Print the passage of the court order below from "LAURA L. TJADEN, Defendant." to "B. Young J.", word for word.

-- begin PASSAGE PROVIDED --

Superior Court of Delaware, Kent

April 10, 2015

BARBARA WATSON, individually and as Guardian Ad Litem of TANJANIA WATSON and TITUS WATSON, TYNESHIA WATSON, as Guardian Ad Litem of TYNAIHJA M. WATSON and TYMEIR M. DAWSON, TYSHARIA DIXON, as Guardian Ad Litem of JACARY WATSON, DANTE DIXON and KARIZMA DIXON, Plaintiffs,
v.
LAURA L. TJADEN, Defendant.

Submitted: April 7, 2015

Upon Consideration of Plaintiff/Counterclaim Defendant Barbara Watson's Motion to Dismiss DENIED

Patrick G. Rock, Esquire, Heckler & Frabizzio, Wilmington, Delaware for Plaintiff/Counterclaim Defendant Barbara Watson.

Nicholas E. Skiles, Esquire, Swartz Campbell, LLC, Wilmington, Delaware for Defendant. Young, J.

ORDER

Robert B. Young J.

SUMMARY

Barbara Watson ("Plaintiff, " or "Ms. Watson") and seven other passengers (together with Ms. Watson, "Plaintiffs") in a vehicle operated by Plaintiff, were hit from behind by Laura Tjaden ("Defendant"). Defendant is alleged to have been drunk during the time of the accident, and is averred to have plead guilty to a charge arising from operating a vehicle under the influence.

Plaintiffs filed suit against Defendant, asserting that her negligence caused in the rear-end collision. In response to Plaintiffs' suit, Defendant filed an Answer containing a Counterclaim against Plaintiff, Ms. Watson. Defendant argues that Plaintiff was negligent, creating a dangerous condition, as eight individuals should not have been riding in a vehicle intended to seat only five occupants. Plaintiff moves to dismiss Defendant's Counterclaim, arguing that Defendant has failed to state a claim for which relief can be granted. Plaintiff's argument has two bases: 1) the Counterclaim is statutorily barred, as Defendant cannot offer admissible evidence that Plaintiffs were not restrained properly; and 2) comparative negligence is not a defense available to punitive damages. Given Delaware's liberal acceptance of pleadings in the context of a motion to dismiss, particularly at this early stage of litigation, both of these arguments are premature. Therefore, Plaintiff's motion is DENIED.

-- end PASSAGE PROVIDED --
-- begin MATERIAL --

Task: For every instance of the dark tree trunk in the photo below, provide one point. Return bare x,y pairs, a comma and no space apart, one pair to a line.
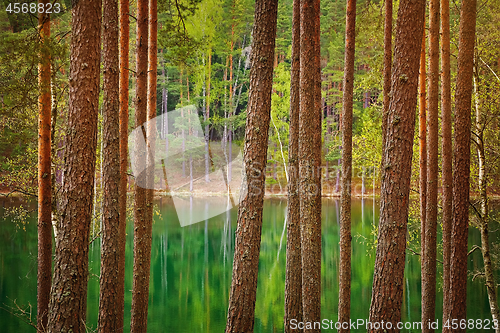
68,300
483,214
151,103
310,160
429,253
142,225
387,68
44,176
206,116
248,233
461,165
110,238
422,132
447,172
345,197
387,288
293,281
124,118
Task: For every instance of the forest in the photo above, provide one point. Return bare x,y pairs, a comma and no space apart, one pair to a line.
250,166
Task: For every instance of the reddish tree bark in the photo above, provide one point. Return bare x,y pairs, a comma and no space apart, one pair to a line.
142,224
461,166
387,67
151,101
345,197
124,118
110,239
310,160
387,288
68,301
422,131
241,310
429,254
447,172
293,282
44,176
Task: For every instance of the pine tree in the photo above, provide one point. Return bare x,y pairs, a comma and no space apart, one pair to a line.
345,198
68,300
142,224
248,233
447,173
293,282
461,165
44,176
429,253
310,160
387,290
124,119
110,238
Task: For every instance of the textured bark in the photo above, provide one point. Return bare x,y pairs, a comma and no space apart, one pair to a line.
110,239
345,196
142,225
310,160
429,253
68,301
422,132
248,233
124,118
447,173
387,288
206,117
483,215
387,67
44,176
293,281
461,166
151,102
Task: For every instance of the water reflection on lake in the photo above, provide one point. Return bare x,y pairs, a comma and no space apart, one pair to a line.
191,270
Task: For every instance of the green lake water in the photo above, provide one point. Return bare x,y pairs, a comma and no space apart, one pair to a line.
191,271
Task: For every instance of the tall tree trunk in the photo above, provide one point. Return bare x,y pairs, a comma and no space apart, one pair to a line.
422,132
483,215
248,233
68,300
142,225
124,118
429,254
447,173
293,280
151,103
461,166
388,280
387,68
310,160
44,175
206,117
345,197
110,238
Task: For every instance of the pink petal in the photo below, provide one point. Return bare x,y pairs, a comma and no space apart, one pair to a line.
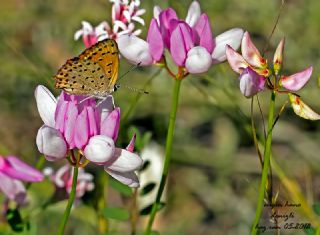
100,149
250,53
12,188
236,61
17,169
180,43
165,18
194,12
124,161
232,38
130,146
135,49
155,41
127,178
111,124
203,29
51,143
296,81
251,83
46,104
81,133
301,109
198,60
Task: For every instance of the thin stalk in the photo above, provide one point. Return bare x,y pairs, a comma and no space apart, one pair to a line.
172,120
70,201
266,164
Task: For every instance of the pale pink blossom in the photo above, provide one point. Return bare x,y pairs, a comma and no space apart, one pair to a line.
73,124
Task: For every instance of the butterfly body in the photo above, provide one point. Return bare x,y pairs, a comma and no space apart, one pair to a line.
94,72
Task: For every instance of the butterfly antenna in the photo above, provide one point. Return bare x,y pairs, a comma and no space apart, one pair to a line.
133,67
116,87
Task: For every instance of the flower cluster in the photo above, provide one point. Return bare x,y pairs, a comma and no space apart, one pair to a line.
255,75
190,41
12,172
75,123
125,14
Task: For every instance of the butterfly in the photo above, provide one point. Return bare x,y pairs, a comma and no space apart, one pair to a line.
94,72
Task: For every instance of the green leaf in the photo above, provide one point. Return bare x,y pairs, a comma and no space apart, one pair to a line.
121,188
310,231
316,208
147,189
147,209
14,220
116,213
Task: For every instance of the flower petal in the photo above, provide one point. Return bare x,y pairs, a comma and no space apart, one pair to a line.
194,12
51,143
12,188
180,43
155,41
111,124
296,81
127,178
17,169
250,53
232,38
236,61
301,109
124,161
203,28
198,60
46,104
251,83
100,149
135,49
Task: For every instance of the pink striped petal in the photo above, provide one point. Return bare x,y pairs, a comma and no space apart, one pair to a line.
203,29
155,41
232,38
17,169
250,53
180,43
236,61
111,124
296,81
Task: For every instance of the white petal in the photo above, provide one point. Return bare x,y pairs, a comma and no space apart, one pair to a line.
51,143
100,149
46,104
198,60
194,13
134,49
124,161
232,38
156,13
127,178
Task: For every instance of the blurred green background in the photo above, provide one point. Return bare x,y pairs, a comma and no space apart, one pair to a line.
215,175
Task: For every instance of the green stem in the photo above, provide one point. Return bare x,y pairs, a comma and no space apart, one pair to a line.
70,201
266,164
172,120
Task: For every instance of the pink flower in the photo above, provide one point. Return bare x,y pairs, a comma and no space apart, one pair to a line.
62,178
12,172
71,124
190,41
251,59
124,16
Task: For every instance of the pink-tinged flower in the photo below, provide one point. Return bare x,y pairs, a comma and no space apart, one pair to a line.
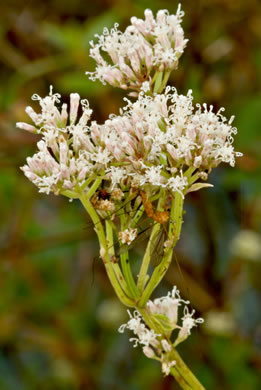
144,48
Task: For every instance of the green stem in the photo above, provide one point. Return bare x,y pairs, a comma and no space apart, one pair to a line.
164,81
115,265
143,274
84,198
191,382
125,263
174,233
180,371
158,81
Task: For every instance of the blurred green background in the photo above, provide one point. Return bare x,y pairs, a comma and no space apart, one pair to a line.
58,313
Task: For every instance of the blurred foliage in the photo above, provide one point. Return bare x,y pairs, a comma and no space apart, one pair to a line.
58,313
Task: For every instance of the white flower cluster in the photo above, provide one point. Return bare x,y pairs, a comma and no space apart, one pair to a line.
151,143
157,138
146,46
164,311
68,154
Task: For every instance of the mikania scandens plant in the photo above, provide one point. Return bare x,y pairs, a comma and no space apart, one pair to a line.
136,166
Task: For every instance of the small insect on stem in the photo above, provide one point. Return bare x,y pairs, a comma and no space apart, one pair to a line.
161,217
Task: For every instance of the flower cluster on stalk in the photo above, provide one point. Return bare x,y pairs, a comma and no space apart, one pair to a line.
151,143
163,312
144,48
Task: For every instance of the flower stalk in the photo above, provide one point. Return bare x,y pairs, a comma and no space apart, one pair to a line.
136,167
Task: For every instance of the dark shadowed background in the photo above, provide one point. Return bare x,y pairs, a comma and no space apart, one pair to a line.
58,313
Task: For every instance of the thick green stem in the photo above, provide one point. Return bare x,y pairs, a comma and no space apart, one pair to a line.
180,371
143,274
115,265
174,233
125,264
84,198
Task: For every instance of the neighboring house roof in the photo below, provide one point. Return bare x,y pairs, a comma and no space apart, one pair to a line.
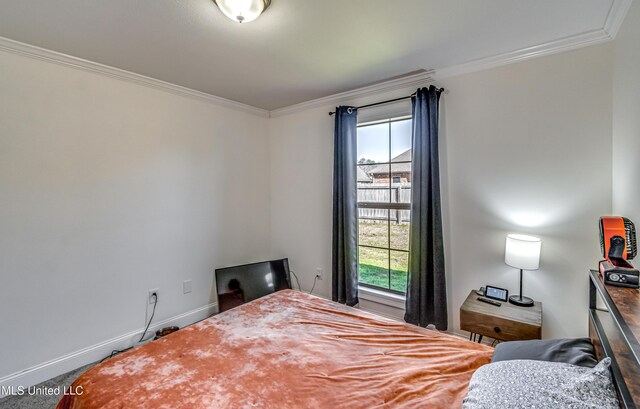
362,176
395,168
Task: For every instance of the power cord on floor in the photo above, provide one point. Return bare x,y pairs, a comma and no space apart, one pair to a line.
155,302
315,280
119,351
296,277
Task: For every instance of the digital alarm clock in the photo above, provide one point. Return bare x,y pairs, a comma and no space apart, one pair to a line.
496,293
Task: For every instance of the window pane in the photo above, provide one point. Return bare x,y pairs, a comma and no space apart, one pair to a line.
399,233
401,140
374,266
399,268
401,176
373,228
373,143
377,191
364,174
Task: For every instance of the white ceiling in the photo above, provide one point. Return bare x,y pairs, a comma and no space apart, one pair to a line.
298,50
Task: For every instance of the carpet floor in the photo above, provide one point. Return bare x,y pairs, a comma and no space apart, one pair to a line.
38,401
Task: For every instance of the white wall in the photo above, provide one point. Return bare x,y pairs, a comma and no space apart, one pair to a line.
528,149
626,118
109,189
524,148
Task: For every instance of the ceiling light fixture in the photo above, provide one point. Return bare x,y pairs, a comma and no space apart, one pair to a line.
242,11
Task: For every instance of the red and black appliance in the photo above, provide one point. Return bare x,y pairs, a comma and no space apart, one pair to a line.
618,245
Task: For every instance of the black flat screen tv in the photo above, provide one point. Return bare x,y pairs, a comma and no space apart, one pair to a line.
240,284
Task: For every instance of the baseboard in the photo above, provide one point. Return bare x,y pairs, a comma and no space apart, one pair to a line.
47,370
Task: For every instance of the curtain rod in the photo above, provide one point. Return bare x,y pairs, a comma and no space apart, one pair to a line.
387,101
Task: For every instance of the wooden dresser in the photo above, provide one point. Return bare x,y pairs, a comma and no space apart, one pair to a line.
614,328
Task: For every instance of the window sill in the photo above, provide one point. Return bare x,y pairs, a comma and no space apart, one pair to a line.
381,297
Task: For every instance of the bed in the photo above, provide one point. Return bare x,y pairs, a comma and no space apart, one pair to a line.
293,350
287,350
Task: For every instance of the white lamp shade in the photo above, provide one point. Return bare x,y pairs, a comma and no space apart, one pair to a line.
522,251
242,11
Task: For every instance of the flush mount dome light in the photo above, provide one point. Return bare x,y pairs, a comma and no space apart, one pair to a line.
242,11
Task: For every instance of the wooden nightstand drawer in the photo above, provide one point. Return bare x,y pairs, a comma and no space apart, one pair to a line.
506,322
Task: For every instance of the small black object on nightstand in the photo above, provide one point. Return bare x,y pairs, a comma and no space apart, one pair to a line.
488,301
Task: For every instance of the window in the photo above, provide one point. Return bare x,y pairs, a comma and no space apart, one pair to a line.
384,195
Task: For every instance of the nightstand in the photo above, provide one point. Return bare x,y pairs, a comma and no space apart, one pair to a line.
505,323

-- end MATERIAL --
-- begin MATERIAL --

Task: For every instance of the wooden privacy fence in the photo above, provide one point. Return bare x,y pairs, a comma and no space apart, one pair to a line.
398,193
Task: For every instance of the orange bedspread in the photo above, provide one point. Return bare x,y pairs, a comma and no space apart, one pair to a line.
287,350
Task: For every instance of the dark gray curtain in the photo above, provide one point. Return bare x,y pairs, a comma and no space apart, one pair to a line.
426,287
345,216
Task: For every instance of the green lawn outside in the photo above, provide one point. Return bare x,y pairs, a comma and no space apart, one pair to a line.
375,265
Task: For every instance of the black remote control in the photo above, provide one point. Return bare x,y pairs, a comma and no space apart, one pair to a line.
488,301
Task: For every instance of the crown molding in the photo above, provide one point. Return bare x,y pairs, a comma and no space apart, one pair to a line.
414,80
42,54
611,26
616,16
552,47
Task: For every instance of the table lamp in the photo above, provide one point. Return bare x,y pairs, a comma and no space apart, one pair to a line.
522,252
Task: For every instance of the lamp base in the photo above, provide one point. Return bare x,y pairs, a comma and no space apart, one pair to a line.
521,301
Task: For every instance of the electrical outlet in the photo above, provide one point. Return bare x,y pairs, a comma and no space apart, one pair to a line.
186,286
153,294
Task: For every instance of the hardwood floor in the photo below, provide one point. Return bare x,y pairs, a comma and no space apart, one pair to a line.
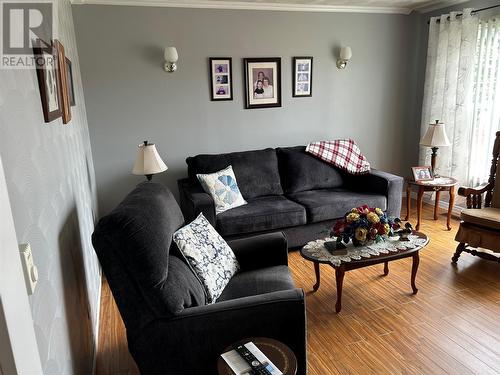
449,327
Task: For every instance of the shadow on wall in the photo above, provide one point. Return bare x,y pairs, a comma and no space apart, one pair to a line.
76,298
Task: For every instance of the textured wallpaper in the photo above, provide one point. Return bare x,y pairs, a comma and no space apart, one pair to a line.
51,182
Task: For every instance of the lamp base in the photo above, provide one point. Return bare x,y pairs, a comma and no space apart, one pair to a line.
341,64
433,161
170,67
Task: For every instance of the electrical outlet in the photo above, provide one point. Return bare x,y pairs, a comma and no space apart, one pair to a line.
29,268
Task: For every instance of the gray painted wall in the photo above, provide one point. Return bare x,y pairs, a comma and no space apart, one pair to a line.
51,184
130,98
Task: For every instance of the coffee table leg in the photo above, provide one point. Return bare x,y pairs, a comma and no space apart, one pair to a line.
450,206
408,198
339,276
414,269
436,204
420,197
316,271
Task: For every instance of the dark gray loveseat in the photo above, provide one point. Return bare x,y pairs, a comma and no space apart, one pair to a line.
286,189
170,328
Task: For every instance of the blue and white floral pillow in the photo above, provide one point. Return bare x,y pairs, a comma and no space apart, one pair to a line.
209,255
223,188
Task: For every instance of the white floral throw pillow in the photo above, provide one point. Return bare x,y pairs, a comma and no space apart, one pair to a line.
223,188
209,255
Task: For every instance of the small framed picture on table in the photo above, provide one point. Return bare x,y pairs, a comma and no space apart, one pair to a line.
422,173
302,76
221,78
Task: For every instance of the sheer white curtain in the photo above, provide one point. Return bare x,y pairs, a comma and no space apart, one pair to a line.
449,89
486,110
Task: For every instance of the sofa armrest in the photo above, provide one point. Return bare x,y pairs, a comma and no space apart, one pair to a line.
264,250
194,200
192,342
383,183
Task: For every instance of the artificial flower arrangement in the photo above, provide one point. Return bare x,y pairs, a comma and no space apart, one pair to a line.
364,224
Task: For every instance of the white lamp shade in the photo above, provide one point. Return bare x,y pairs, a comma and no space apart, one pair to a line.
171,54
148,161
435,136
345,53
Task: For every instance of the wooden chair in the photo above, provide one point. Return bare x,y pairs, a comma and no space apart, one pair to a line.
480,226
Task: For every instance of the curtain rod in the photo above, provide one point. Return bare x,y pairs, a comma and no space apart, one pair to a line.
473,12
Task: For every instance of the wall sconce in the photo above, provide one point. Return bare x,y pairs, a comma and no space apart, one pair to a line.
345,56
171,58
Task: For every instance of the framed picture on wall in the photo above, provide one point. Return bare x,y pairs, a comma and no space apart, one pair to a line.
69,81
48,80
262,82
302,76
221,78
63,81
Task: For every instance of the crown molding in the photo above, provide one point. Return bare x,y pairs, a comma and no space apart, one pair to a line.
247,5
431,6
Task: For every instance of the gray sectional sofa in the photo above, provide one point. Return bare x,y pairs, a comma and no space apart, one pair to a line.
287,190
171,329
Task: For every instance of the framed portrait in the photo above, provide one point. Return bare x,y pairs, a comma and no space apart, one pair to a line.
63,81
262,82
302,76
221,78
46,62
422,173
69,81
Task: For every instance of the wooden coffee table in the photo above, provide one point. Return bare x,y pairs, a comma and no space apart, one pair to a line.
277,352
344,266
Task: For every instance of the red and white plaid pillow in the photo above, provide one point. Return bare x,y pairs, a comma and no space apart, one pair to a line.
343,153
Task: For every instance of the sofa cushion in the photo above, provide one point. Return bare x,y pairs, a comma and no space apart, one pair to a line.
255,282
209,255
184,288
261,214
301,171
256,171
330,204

-- end MATERIAL --
-- begin MATERIAL --

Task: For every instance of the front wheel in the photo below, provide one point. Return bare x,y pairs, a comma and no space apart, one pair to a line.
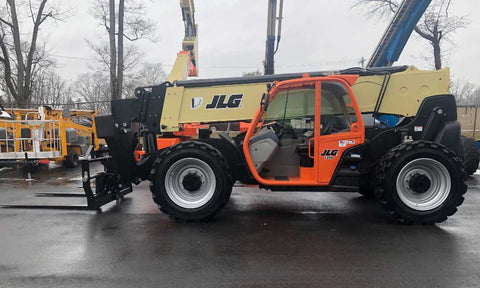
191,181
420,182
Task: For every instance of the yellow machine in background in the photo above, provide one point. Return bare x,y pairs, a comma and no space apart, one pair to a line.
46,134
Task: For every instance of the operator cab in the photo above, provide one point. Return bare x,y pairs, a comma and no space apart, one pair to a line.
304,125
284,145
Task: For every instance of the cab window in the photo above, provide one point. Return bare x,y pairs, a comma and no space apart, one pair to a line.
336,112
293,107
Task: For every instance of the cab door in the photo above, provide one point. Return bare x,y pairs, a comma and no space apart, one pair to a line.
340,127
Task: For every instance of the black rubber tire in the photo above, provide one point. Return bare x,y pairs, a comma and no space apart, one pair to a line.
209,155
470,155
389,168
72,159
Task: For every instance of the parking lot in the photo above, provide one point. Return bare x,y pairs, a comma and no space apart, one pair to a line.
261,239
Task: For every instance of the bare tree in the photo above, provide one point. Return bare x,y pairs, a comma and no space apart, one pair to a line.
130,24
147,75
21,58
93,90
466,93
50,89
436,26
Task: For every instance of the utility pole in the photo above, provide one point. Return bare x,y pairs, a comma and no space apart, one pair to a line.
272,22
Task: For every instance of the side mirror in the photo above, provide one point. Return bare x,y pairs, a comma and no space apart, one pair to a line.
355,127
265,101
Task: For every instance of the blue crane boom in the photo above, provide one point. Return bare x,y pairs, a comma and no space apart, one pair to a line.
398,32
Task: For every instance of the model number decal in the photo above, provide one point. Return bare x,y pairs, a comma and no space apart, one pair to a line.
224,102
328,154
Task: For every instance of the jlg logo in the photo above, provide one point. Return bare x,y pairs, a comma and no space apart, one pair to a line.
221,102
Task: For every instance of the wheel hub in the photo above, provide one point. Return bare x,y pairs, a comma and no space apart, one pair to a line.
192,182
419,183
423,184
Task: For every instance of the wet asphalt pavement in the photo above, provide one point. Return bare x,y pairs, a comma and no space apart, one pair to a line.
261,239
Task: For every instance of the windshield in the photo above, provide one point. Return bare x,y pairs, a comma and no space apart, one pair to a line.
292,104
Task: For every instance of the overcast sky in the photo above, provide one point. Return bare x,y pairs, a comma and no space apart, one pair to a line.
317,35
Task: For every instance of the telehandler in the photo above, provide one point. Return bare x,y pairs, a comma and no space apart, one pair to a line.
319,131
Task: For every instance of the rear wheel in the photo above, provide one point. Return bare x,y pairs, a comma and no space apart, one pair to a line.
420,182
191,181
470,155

-- end MATERIAL --

→ **OUTPUT OF THE TASK**:
LAURA L. TJADEN, Defendant.

Submitted: April 7, 2015

Upon Consideration of Plaintiff/Counterclaim Defendant Barbara Watson's Motion to Dismiss DENIED

Patrick G. Rock, Esquire, Heckler & Frabizzio, Wilmington, Delaware for Plaintiff/Counterclaim Defendant Barbara Watson.

Nicholas E. Skiles, Esquire, Swartz Campbell, LLC, Wilmington, Delaware for Defendant. Young, J.

ORDER

Robert B. Young J.